**Records supplied**
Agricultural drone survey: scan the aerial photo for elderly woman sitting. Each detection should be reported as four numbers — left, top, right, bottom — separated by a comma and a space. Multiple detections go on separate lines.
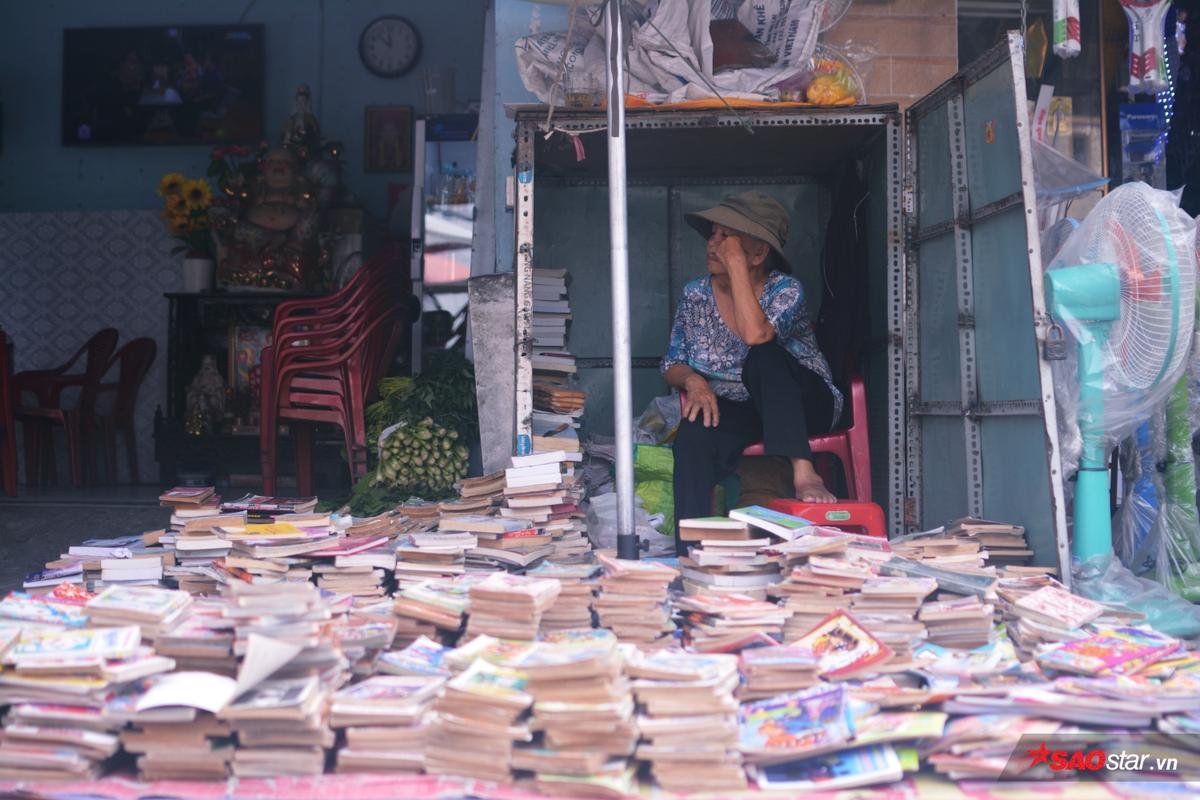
662, 191, 843, 554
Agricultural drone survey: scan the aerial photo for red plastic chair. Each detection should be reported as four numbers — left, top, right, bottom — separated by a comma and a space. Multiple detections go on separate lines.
92, 338, 157, 484
260, 306, 401, 496
0, 329, 17, 496
271, 246, 403, 340
13, 328, 119, 487
766, 498, 887, 539
679, 373, 873, 502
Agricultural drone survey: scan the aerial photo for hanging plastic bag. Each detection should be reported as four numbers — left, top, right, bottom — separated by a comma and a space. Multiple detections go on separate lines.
1113, 418, 1163, 576
1053, 0, 1082, 59
634, 394, 682, 445
1119, 0, 1173, 95
774, 43, 866, 105
634, 443, 676, 535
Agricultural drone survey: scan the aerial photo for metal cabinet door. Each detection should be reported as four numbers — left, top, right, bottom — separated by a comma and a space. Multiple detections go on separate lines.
904, 33, 1070, 576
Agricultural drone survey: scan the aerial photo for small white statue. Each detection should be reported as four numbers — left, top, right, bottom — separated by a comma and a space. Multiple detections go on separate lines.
186, 354, 227, 420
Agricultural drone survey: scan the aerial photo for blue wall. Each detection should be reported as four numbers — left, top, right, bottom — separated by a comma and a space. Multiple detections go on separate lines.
0, 0, 486, 219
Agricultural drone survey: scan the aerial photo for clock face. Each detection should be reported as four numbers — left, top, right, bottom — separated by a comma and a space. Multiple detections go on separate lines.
359, 16, 421, 78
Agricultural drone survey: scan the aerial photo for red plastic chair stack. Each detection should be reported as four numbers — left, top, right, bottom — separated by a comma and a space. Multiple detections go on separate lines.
678, 373, 873, 503
13, 328, 119, 487
260, 252, 405, 496
92, 338, 157, 484
0, 329, 17, 496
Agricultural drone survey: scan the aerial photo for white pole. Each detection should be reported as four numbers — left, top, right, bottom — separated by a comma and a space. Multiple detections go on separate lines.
605, 0, 638, 559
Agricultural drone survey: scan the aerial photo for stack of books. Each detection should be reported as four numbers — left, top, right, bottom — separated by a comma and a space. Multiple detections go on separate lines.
152, 600, 236, 674
117, 703, 234, 781
165, 511, 243, 588
946, 517, 1034, 566
526, 560, 600, 632
446, 471, 506, 513
331, 611, 399, 677
511, 630, 637, 782
594, 553, 678, 647
465, 573, 561, 639
531, 409, 582, 456
0, 625, 146, 780
159, 485, 219, 513
85, 584, 193, 640
530, 267, 586, 444
850, 576, 938, 664
222, 675, 331, 777
674, 593, 791, 652
531, 268, 571, 349
918, 594, 996, 650
1003, 581, 1103, 656
219, 494, 319, 518
308, 534, 398, 602
441, 514, 552, 575
792, 610, 894, 680
738, 644, 820, 699
628, 651, 746, 793
394, 530, 474, 586
425, 658, 533, 782
330, 674, 445, 773
391, 576, 475, 642
676, 517, 753, 547
679, 534, 780, 599
927, 714, 1064, 780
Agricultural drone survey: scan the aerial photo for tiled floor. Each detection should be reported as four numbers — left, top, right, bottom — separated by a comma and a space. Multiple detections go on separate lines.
0, 486, 168, 594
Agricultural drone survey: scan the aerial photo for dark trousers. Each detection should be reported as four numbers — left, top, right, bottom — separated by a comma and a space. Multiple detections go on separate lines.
672, 342, 835, 554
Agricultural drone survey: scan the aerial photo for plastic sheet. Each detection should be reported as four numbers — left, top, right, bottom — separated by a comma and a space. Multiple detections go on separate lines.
774, 43, 868, 105
634, 394, 682, 445
585, 491, 666, 551
1073, 553, 1200, 639
1113, 418, 1163, 576
515, 0, 822, 106
1150, 368, 1200, 600
1045, 182, 1197, 477
634, 443, 676, 535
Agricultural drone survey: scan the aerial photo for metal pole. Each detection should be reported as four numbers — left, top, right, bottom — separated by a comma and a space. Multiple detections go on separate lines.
606, 0, 638, 560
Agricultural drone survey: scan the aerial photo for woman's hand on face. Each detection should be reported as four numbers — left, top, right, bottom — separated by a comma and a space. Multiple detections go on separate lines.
683, 374, 720, 428
714, 235, 749, 274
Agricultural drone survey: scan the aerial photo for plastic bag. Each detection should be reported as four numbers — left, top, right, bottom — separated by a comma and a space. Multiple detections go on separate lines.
585, 491, 665, 551
1118, 0, 1173, 95
774, 43, 866, 105
515, 0, 822, 106
634, 394, 682, 445
1073, 553, 1200, 639
634, 443, 676, 535
1113, 418, 1163, 576
1045, 182, 1197, 478
1149, 368, 1200, 599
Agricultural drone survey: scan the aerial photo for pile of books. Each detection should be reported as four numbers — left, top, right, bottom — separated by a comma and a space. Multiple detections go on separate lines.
526, 560, 600, 633
445, 471, 506, 514
159, 485, 219, 513
395, 528, 474, 586
391, 577, 475, 643
0, 628, 130, 779
530, 268, 586, 439
1001, 580, 1105, 657
445, 515, 552, 574
85, 584, 193, 641
224, 675, 331, 777
465, 573, 561, 640
674, 593, 791, 652
511, 630, 637, 789
678, 528, 780, 599
850, 576, 938, 663
425, 658, 533, 782
330, 674, 445, 773
117, 703, 234, 781
594, 553, 678, 648
737, 644, 820, 699
628, 651, 746, 793
918, 593, 996, 650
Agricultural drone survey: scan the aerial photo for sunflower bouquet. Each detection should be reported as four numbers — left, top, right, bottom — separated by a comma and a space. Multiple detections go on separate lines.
157, 172, 215, 257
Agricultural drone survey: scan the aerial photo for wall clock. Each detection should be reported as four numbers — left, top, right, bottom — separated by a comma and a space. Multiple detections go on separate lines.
359, 15, 421, 78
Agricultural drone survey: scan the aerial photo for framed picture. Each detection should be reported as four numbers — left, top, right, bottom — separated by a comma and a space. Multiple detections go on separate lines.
228, 325, 270, 399
62, 25, 265, 146
364, 105, 413, 172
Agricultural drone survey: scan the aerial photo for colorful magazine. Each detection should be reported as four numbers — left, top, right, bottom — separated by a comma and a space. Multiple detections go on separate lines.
1013, 585, 1104, 629
0, 593, 89, 627
738, 684, 854, 758
86, 585, 191, 620
8, 625, 141, 664
793, 610, 894, 677
377, 636, 450, 677
332, 674, 444, 706
740, 645, 819, 671
446, 658, 532, 707
1036, 626, 1182, 676
755, 744, 902, 790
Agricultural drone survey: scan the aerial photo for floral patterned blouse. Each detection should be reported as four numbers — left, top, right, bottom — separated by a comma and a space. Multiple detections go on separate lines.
661, 272, 843, 426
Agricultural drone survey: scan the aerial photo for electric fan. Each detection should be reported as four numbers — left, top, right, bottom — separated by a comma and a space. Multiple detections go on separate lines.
819, 0, 853, 32
1045, 182, 1197, 562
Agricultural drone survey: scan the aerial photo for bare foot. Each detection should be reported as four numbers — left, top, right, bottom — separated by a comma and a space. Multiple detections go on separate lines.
795, 477, 836, 503
792, 458, 836, 503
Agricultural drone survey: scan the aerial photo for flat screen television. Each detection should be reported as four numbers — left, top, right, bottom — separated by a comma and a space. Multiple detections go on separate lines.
62, 25, 265, 146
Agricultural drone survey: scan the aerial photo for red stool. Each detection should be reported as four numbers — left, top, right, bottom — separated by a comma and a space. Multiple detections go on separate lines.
768, 498, 887, 539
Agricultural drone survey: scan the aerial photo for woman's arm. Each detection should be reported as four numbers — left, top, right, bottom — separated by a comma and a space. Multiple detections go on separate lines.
717, 238, 775, 345
666, 364, 720, 428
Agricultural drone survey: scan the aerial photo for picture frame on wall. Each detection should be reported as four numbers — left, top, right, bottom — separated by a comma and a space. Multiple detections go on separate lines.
228, 325, 270, 400
363, 105, 413, 172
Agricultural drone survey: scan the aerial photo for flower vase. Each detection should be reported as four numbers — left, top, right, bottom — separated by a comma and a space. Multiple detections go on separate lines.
182, 256, 215, 293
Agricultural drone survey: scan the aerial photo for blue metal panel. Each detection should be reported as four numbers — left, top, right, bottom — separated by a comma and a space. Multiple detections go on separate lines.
534, 185, 671, 358
979, 417, 1059, 568
916, 105, 952, 228
971, 209, 1041, 402
921, 417, 968, 528
917, 233, 960, 402
963, 64, 1022, 211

**Task to carry out**
Lines from the one holding "Agricultural drone survey: scan the aerial photo for flower" to the last line of the records: return these exactly, and only these.

**Result**
Agricultural drone survey: scan the aerial photo for flower vase. Each detection should be reported as four numbers — left, top, right, bottom — separated by a comma and a space. Multiple detections go on separate lines.
182, 256, 215, 293
Agricultural drone survey: scan the aerial photo for blue metal panel. Each detection should be reported as four numbers — left, top, right, bottom — separated by a comma and a space. Multiple detections go on separate lines.
534, 185, 671, 358
979, 417, 1059, 568
916, 105, 952, 228
971, 209, 1041, 402
921, 417, 968, 528
917, 233, 960, 402
963, 64, 1022, 211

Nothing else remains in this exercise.